EXERCISE AIM: Arrange the lines below as a JSON list of strings, one string per line with blank lines left out, starting at the line that contains "Each instance receives exactly one keypoint. Mark the military" and ending at the last line of the rows, both included. Leave out every line before that.

SUPPLIED RECORDS:
** Begin **
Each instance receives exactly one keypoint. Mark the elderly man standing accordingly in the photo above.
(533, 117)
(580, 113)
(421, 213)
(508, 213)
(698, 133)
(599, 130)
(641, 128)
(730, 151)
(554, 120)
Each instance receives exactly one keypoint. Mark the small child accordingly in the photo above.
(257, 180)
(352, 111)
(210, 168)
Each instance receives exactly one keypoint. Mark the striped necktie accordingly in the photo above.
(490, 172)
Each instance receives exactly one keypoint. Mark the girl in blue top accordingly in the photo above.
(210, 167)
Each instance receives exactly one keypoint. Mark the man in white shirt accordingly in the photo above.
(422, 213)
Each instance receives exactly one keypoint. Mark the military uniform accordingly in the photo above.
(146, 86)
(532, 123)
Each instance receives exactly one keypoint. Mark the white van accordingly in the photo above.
** End **
RESPONSE TO THE TASK:
[
  "Each instance receives exactly one keypoint. Mark the military uniform accordingly in the photo above.",
  "(146, 86)",
  "(532, 123)",
  "Each instance receives exactly one keypoint. Mark the white van accordingly in the photo above."
]